== Segment start ==
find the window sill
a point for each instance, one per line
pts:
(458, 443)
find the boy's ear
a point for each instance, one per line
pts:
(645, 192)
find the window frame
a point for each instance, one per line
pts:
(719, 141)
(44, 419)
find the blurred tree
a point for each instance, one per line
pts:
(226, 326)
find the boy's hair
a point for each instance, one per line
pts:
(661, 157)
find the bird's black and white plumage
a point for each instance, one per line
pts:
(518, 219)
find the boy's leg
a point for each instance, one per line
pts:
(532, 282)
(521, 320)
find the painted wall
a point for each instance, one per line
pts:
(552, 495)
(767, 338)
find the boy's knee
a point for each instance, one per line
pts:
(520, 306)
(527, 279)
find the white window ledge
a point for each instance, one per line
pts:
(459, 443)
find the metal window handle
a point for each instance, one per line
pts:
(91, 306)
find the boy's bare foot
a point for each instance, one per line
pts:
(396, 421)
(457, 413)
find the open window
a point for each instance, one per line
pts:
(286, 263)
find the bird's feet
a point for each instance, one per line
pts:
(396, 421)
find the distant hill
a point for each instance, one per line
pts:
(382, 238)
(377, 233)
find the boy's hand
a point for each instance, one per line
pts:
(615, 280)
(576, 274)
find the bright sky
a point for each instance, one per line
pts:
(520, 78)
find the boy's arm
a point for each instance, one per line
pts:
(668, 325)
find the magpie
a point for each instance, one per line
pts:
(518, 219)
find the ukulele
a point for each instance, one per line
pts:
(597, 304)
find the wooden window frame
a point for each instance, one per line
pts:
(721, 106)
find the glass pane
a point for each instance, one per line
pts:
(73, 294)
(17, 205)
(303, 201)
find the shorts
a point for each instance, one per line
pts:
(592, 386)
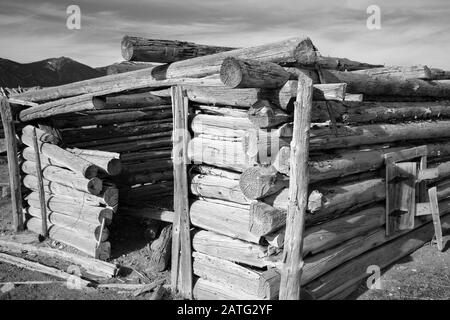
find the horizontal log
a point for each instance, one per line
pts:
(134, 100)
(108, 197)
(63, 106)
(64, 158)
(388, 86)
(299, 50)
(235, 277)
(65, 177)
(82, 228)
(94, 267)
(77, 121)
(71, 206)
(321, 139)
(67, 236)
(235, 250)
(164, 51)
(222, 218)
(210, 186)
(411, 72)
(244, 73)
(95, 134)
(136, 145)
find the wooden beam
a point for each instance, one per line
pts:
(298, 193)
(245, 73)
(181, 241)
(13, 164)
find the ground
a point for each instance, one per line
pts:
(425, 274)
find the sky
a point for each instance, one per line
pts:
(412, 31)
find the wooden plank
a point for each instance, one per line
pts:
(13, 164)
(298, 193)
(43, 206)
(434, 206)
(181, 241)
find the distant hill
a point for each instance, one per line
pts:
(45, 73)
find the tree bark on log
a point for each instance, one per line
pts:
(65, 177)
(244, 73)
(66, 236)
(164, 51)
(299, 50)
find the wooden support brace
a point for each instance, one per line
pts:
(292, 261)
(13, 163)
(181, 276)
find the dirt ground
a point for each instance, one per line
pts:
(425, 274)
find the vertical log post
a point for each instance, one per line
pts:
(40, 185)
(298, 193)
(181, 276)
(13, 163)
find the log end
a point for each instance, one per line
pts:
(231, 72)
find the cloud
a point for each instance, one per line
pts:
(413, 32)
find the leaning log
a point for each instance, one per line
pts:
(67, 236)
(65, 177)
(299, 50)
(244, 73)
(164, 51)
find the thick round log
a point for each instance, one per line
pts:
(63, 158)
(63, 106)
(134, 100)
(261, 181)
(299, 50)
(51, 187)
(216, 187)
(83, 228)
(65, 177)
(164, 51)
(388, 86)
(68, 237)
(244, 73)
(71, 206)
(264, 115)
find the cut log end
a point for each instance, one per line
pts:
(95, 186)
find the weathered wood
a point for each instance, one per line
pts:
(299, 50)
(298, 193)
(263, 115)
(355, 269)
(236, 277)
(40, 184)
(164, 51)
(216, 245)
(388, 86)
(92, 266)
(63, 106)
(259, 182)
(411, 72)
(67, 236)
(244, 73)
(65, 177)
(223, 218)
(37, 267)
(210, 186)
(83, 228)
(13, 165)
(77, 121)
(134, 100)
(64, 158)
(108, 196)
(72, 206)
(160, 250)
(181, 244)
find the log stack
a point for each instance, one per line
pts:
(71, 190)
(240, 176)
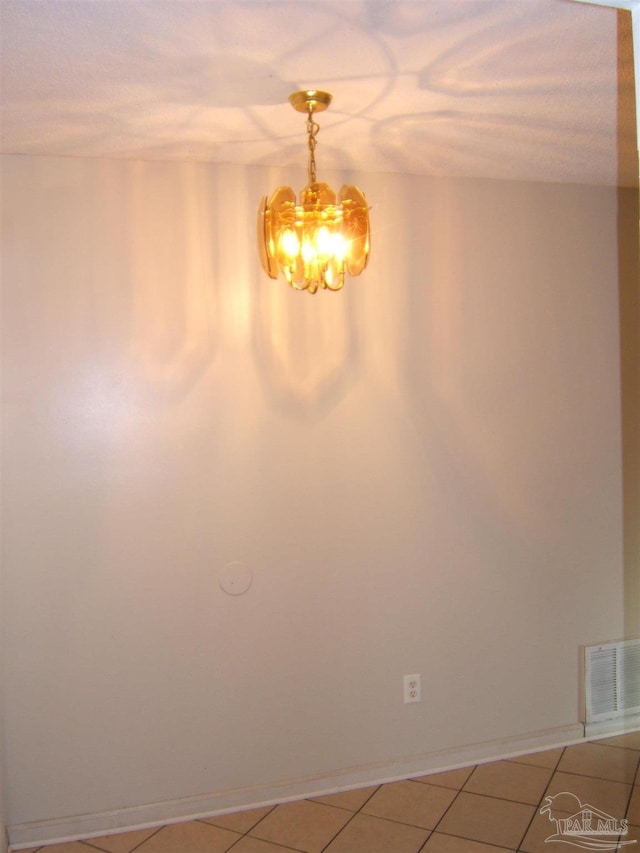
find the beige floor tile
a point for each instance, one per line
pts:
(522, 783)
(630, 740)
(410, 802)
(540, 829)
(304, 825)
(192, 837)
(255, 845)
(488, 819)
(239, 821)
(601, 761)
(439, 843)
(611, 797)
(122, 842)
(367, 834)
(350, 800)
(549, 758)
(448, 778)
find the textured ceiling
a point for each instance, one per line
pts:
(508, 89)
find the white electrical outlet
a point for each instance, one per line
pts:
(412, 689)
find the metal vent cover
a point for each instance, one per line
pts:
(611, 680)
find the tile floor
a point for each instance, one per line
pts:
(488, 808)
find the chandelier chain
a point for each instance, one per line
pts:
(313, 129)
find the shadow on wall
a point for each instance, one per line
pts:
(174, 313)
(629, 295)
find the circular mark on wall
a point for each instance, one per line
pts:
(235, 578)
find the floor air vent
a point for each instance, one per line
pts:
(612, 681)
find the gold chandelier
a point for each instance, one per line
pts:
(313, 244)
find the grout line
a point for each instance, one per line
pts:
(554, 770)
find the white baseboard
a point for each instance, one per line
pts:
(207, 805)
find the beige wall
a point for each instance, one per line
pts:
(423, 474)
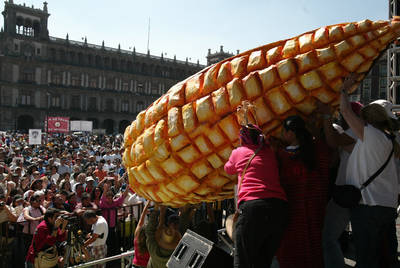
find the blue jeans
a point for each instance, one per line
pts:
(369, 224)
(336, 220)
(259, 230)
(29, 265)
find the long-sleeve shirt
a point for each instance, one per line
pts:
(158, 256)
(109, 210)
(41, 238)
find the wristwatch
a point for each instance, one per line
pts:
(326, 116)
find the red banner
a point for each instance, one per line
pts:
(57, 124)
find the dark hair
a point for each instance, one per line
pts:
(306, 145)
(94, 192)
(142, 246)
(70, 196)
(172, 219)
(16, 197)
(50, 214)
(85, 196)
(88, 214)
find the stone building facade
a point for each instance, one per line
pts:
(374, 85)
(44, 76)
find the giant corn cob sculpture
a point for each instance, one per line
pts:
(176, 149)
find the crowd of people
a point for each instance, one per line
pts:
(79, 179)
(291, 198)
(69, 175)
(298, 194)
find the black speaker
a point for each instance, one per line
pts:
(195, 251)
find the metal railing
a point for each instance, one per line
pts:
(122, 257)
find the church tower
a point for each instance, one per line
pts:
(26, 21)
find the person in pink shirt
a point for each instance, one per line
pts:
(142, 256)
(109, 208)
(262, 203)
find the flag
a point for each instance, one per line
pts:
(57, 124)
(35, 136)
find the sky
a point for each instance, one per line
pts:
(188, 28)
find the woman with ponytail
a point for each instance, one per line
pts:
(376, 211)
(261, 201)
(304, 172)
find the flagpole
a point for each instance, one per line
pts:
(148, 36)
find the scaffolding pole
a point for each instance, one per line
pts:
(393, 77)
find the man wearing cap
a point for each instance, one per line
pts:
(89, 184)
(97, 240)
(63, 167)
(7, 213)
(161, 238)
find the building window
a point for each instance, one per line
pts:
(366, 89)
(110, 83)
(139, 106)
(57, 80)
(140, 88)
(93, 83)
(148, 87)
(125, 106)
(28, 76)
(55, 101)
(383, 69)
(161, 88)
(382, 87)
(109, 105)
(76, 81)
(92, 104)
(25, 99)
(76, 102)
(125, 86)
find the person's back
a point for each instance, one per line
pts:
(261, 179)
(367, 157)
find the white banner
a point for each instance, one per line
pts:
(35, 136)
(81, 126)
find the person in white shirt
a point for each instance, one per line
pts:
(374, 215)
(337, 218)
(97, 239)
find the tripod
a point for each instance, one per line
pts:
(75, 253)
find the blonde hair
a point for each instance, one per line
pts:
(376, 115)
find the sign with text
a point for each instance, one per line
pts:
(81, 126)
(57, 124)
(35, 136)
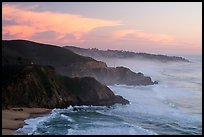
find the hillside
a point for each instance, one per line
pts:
== Segment end ==
_WHAT YOU WILL DO:_ Only a number is wanted here: how many lines of the records above hold the word "bird".

_PROBLEM SOLUTION:_ 2